* [SOURCE PASSAGE]
On Tuesday, Medtronic and Covidien shareholders approved various proposals cementing the $42.9 billion deal between the two prominent medical device companies on either side of the Atlantic.
The merger was announced in June, and since then major regulators around the world have blessed it. Only the High Court of Ireland remains to weigh in. The deal is expected to close late this month or early February, pending that approval.
"We are extremely pleased with the positive vote we received today by our shareholders," said Omar Ishrak, chairman and CEO of Medtronic, said in a news release. "We are convinced that the addition of Covidien's people and technologies will allow us to expedite our strategic initiatives and will allow us to treat more people, in more ways and in more places around the world. We look forward to closing this transaction by the end of January or early February."
Following the merger, the combined company's name will remain Medtronic with current CEO Omar Ishrak, at the helm. Covidien's CEO, Jose Almeida, will leave the company.
The transaction - an inversion deal that moves Medtronic's headquarters to Dublin, Ireland - will help Medtronic to get access to the billions of dollars held overseas without having to pay U.S. taxes on it. That will help the company to invest some of those resources into the U.S. In fact in announcing the merger, which was panned by some critics who saw the move as a way to avoid paying U.S. taxes, Ishrak said the new Medtronic would invest $10 billion over the next 10 years into its U.S. operations.

* [TASKS TO CARRY OUT]
- a) How would you render this sentence from the merger article in Spanish: "Only the High Court of Ireland remains to weigh in."
- b) Can you carry the merger article further, picking up after its final sentence?
The entries after this point are separate material and have no connection to the merger article.

* [INFORMATION SHOWN]
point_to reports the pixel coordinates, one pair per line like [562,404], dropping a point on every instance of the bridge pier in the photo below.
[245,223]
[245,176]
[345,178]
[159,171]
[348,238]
==
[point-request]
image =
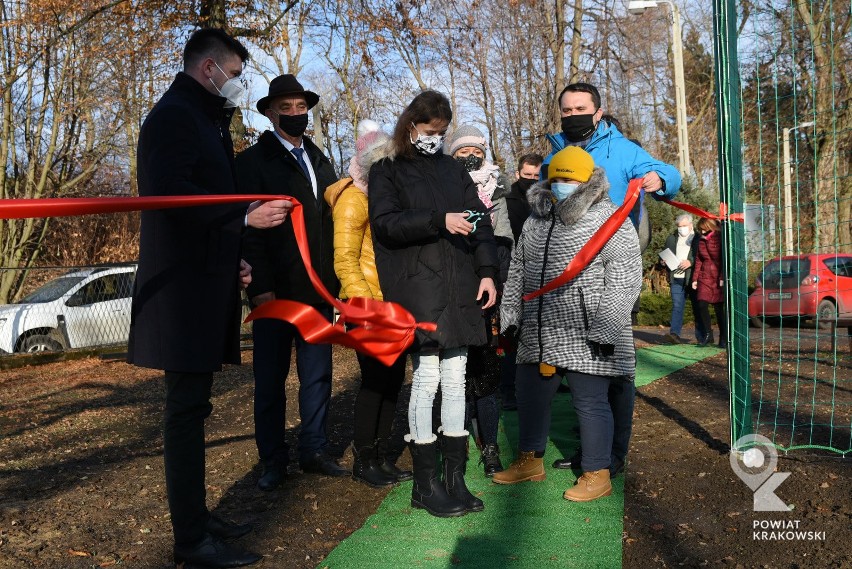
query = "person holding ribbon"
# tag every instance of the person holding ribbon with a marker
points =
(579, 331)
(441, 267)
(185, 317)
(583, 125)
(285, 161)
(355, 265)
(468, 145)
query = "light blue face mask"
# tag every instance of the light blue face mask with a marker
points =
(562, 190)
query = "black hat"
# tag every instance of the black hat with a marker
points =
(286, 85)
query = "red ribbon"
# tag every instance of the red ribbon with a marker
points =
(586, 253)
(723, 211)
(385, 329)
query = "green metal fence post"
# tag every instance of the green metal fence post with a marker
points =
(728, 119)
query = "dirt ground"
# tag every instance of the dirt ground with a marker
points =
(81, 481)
--
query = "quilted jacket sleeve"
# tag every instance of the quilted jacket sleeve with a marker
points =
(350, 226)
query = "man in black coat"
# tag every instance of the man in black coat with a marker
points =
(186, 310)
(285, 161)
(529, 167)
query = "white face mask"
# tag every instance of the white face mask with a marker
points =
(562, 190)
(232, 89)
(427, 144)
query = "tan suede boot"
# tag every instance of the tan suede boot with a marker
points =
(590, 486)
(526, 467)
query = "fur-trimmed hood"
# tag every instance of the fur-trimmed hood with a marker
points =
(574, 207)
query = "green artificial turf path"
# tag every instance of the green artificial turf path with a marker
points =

* [RESULTS FOR EACH TASK]
- a) Solo falta que se pronuncie el Tribunal Superior de Irlanda.

- b)
The other benefit of the deal is to be able to work with the hospital customer in other parts of the hospital beyond the cardiac catheterization lab, which is Medtronic's sweet spot. This gives the combined company the ability to cross sell especially given that there is very little overlap in their current businesses.
"“The acquisition of COV will broaden MDT’s product offering into laparoscopic surgery (energy and stapling), neurovascular (coils and stents), elements of peripheral vascular, respiratory/monitoring, and medical supplies,” wrote Glenn Novarro, an analyst with RBC Capital Markets, in a research note when the deal was announced.
While analysts believe the deal makes strategic sense, a deal of this size is not without its risks. Integrating two large organizations will not be a walk in the park. In fact, the last major deal that Medtronic inked under previous CEO William Hawkins - the 2007 purchase of spine company Kyphon for $3.9 billion - has not panned out and was reportedly one of the reason that Hawkins' tenure as CEO ended.